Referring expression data

---

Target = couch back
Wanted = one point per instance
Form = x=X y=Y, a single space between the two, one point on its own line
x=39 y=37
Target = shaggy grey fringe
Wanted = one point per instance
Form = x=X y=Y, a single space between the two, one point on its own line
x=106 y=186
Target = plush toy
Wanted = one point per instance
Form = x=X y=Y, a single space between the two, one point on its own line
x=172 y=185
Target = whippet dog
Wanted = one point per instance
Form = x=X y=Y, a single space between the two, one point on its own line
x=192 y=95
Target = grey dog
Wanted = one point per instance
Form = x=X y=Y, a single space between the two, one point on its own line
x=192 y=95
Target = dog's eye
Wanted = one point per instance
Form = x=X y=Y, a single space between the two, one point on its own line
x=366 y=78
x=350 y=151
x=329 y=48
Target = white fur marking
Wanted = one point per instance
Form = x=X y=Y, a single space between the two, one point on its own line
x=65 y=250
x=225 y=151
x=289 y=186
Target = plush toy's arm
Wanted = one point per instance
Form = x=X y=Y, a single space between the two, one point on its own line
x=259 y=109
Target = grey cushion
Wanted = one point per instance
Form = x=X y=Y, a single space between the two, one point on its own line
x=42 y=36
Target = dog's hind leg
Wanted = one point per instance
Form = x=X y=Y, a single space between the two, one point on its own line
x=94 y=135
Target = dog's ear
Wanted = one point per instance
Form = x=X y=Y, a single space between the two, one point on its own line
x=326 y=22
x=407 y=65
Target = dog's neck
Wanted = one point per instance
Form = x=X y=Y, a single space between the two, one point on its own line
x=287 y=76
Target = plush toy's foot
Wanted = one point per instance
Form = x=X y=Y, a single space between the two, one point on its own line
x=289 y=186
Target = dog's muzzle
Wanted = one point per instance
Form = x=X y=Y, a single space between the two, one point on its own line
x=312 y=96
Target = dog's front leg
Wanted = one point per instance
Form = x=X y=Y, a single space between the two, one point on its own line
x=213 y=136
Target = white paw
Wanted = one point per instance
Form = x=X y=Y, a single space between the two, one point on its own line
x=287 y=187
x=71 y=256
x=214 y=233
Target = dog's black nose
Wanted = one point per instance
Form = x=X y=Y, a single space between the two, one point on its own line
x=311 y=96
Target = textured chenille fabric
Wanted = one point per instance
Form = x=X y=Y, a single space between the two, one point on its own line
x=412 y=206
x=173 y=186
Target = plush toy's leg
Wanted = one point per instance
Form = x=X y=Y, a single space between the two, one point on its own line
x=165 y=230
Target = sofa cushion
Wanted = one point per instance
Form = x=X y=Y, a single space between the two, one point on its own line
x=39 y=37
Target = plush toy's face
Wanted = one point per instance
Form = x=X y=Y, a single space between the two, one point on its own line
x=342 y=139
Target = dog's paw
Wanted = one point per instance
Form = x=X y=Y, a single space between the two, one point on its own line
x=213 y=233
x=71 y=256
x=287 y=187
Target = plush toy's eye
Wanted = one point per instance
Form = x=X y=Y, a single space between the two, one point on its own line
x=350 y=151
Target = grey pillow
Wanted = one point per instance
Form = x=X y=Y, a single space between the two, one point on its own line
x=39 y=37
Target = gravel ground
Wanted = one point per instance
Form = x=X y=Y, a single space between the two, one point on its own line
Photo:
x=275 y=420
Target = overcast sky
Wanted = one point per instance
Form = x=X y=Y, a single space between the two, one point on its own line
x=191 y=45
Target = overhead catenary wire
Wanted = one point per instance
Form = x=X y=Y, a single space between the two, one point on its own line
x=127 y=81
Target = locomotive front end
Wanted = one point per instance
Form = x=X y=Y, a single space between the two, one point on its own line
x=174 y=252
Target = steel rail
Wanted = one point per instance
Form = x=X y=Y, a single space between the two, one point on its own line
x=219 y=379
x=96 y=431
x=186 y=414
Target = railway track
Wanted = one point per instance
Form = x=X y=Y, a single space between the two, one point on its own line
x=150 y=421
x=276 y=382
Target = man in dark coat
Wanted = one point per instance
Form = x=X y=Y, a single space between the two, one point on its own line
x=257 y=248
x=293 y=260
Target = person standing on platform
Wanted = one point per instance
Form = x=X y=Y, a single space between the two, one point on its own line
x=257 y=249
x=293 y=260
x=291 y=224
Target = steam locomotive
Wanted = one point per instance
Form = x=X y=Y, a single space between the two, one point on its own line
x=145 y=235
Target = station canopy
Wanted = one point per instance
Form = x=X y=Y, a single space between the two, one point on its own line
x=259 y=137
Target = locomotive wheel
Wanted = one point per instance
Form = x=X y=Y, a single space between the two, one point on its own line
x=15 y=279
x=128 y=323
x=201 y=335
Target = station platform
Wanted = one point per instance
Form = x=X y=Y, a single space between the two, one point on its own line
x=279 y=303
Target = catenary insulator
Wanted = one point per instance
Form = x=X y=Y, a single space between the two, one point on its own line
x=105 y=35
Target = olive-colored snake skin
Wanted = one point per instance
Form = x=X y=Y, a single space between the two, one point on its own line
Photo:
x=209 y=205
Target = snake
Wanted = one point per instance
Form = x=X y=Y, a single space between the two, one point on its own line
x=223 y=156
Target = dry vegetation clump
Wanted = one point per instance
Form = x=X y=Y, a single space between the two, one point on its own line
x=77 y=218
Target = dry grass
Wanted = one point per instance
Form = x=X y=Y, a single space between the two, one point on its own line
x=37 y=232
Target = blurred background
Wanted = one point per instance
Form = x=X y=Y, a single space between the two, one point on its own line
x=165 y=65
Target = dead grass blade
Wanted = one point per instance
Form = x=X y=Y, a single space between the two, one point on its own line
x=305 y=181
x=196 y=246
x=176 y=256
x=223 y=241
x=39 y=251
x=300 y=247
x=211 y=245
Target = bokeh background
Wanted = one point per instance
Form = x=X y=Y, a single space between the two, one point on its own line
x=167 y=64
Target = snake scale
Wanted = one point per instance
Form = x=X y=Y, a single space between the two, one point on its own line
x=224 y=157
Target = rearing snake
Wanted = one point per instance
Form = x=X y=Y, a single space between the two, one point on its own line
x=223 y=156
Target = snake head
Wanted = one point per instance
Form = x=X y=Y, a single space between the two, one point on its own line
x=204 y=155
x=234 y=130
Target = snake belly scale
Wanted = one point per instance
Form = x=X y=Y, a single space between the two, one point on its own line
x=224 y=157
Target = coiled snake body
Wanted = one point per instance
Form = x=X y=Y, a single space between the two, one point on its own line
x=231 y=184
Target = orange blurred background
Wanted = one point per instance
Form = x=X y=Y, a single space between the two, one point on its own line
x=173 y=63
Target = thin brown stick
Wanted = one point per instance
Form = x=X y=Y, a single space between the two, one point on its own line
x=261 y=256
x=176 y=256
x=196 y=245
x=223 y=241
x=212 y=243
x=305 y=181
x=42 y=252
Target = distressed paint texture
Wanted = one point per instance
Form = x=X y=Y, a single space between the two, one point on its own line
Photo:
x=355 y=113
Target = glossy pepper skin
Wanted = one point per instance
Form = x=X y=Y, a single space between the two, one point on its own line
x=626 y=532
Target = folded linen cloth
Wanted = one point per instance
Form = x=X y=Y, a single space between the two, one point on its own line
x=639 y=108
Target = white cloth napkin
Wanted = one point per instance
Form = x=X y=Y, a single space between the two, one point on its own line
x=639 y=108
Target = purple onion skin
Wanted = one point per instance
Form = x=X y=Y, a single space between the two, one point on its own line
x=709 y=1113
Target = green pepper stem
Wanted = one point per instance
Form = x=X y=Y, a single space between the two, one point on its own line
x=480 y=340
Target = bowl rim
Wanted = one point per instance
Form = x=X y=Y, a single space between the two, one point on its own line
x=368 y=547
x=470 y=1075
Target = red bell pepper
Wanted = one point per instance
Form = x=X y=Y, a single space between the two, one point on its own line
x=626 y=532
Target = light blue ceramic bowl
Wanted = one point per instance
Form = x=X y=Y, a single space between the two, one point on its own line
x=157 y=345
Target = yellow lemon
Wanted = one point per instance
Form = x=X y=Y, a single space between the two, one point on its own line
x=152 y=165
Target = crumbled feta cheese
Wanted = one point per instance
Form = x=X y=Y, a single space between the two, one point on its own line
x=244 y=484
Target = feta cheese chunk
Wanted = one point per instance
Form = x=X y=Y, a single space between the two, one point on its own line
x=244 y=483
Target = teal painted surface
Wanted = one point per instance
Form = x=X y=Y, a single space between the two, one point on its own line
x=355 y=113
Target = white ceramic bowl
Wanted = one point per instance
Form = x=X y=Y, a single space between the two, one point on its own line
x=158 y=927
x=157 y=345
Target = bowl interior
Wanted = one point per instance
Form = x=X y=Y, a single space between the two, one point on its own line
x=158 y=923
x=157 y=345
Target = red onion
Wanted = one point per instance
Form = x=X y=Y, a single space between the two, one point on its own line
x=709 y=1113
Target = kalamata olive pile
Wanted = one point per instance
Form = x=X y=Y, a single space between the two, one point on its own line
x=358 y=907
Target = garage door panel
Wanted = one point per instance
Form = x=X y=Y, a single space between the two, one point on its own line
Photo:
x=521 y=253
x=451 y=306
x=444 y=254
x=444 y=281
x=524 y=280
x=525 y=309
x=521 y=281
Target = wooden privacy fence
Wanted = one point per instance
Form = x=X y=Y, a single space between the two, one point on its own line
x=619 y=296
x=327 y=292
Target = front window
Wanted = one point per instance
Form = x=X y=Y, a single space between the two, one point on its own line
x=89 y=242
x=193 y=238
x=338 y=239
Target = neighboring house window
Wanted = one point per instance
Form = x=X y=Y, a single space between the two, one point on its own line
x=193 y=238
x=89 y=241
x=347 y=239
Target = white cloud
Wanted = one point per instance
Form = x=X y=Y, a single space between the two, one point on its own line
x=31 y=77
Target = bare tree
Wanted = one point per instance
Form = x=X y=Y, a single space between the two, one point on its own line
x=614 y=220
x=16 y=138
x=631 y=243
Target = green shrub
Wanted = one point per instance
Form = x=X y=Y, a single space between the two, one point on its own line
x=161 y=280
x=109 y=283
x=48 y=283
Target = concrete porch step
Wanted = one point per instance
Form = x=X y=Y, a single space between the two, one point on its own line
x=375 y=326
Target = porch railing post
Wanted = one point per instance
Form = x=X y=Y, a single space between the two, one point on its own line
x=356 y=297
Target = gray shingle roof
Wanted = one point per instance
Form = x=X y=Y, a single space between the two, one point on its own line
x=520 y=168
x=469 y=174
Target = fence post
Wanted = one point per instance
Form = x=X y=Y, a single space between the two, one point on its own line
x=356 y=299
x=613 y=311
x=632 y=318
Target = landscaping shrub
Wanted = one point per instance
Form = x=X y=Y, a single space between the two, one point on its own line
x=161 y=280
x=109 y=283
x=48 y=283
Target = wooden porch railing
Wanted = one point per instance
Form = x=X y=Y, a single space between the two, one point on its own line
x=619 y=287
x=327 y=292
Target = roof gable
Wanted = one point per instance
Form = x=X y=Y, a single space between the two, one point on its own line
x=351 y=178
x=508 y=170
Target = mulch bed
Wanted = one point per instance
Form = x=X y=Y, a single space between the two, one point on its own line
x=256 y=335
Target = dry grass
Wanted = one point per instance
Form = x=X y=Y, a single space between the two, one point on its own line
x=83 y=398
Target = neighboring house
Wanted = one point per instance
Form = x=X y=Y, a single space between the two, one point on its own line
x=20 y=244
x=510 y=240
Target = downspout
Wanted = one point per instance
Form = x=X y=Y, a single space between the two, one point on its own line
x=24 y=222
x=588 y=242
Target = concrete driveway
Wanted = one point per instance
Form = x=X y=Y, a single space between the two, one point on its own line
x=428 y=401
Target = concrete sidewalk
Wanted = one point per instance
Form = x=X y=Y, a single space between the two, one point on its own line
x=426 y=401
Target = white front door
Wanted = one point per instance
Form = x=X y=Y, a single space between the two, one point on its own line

---

### EXERCISE INSTRUCTIONS
Wherever the string "snake" appears in the data above, report the whole line.

### TASK SOLUTION
Target = olive-colored snake skin
Target = snake
Target = snake scale
Target = rearing snake
Target = snake head
Target = snake belly scale
Target = coiled snake body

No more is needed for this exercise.